WRITTEN TASK
Tally the lines in the material below that contain the word "water". Reply with the number alone.

(Raw records)
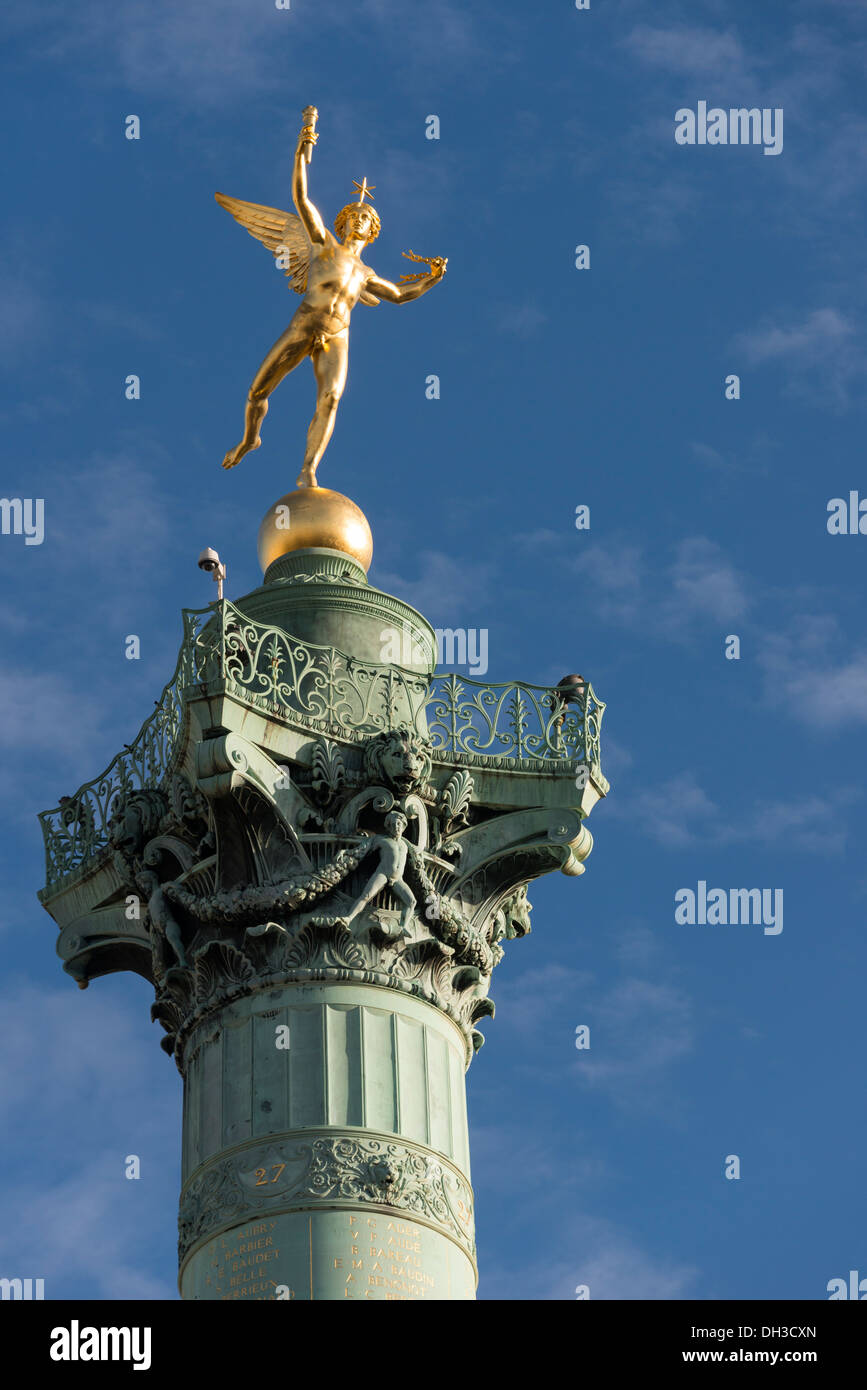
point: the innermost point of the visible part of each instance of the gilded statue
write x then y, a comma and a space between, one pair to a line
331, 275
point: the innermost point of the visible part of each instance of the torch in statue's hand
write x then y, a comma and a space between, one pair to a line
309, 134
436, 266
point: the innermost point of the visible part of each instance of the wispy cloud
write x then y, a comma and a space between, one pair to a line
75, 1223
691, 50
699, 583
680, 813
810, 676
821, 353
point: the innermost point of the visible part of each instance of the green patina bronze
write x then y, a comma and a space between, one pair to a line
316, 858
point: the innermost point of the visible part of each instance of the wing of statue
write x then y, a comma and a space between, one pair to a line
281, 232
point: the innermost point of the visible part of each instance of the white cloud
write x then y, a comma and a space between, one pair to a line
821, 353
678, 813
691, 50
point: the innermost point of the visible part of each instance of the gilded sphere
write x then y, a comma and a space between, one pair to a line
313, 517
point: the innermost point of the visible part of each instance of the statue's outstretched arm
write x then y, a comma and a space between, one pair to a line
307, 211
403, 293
--
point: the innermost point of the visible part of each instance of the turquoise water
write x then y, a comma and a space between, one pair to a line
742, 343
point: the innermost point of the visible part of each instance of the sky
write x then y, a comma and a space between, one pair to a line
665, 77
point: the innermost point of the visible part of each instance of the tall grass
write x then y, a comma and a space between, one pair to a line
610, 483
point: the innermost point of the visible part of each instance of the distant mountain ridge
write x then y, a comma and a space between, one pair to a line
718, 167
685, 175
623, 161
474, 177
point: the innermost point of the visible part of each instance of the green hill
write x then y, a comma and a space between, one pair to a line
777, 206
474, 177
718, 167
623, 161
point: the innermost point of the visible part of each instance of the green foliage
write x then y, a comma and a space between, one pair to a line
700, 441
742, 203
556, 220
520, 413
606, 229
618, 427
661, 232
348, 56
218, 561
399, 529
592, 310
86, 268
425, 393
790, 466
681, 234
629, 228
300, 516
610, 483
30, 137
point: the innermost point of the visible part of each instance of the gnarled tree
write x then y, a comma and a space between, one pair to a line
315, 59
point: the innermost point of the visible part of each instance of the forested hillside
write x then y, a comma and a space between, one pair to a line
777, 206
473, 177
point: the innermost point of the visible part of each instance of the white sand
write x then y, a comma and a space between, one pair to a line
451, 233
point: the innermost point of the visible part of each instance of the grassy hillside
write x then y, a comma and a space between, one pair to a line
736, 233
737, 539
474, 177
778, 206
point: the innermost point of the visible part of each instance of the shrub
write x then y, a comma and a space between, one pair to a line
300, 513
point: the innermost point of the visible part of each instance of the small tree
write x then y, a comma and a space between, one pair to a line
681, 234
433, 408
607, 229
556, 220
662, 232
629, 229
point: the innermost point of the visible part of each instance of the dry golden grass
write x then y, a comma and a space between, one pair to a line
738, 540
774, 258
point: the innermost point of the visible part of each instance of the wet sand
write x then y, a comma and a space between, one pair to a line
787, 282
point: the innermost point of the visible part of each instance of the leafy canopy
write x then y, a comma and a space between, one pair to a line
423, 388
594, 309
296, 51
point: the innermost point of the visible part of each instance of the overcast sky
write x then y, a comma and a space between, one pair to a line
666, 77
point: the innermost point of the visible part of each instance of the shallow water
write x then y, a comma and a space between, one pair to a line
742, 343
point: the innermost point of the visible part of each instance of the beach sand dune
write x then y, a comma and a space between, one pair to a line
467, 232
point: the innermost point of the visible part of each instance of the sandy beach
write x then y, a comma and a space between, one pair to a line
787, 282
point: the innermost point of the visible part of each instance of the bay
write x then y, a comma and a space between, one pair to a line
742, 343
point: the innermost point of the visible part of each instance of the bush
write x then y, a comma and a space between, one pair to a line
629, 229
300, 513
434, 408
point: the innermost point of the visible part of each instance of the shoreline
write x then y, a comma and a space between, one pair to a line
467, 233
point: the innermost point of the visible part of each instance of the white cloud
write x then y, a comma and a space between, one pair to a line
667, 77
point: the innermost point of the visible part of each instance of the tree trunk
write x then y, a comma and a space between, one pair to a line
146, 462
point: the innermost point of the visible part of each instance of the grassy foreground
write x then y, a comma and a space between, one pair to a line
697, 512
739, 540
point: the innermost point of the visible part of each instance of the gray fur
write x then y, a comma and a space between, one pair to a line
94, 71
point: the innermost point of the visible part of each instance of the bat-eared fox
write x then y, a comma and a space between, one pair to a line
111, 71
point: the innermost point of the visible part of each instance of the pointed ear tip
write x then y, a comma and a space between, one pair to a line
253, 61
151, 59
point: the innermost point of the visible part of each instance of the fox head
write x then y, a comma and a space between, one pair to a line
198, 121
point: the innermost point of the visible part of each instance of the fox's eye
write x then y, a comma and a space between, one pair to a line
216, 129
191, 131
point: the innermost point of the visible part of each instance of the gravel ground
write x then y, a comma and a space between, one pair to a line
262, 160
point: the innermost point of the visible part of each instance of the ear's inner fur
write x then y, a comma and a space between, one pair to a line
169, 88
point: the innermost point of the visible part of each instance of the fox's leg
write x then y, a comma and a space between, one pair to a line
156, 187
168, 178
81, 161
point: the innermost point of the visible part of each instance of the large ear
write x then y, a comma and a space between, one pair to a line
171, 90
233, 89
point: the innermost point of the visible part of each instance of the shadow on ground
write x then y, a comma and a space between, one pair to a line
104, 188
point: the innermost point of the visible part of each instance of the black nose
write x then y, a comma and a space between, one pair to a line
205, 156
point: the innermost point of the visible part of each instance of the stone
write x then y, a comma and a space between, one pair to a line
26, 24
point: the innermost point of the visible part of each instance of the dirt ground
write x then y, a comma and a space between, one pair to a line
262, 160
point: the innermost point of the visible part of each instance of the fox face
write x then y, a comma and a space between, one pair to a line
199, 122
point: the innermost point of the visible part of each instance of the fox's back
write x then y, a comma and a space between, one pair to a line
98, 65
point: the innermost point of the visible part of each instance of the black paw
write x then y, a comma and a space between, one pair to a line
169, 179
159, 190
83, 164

WORKED ANSWER
2